Monday, 18 August 2014

The Hundred Foot Journey and a few favourites

The last time she called my friend M insisted I watch filmmaker Lasse Hallstrom’s latest release, The Hundred Foot Journey. “It is all about food, I hear,” she said, “You must go catch a show.” The film is a feast for the eyes, she said.  Yes I could trust Lasse Hallstrom to trump up dribble- inducing, hunger-pangs-provoking, lip-smacking visual feasts that’ll make you shift in your seat and ache for a bite of the gorgeous food on screen. 

Remember Chocolat, the 2000 film about a young woman who winds up at a conservative French village and opens her chocolaterie during Lent provoking consternation of the townsfolk and the wrath of Count Paul de Reynaud. Yes the one starring Julliette Binoche and Johnny Depp? It is one of my favourite films, especially for the visual indulgence it offers. I have drooled over the thought of steaming mug of luscious, hot chocolate infused with exotic chili pepper or the chocolate seashells, I can almost imagine their gooey goodness lace the insides of my mouth, and the velvety sheen of the chocolate ganache, and the swirls of white and dark chocolate.  All that chocolate and on top of it Johnny Depp, the film actually calls for a drool deluge.

-- EXCERPTED DATA --
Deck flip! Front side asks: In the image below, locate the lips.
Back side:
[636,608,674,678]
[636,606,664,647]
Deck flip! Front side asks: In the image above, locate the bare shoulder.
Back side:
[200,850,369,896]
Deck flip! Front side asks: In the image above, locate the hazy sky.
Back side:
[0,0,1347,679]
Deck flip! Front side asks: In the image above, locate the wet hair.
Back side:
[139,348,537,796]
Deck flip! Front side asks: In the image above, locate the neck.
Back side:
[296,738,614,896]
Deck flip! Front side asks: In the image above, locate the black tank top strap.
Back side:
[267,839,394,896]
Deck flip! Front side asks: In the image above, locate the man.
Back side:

-- REQUIREMENTS --
- 1) According to the blog post about The Hundred Foot Journey, what year was Chocolat released?
- 2) For each statement, answer yes or no according to the blog post about The Hundred Foot Journey, and quote the words that decide it. (a) The friend M called The Hundred Foot Journey a feast for the eyes. (b) In Chocolat, the young woman opens her shop in a liberal Italian city. (c) The chocolaterie in Chocolat opens during Christmas.

-- SOLUTIONS BELOW --
- 1) 2000

- 2)
(a) Yes: "The film is a feast for the eyes, she said."
(b) No: "winds up at a conservative French village"
(c) No: "opens her chocolaterie during Lent"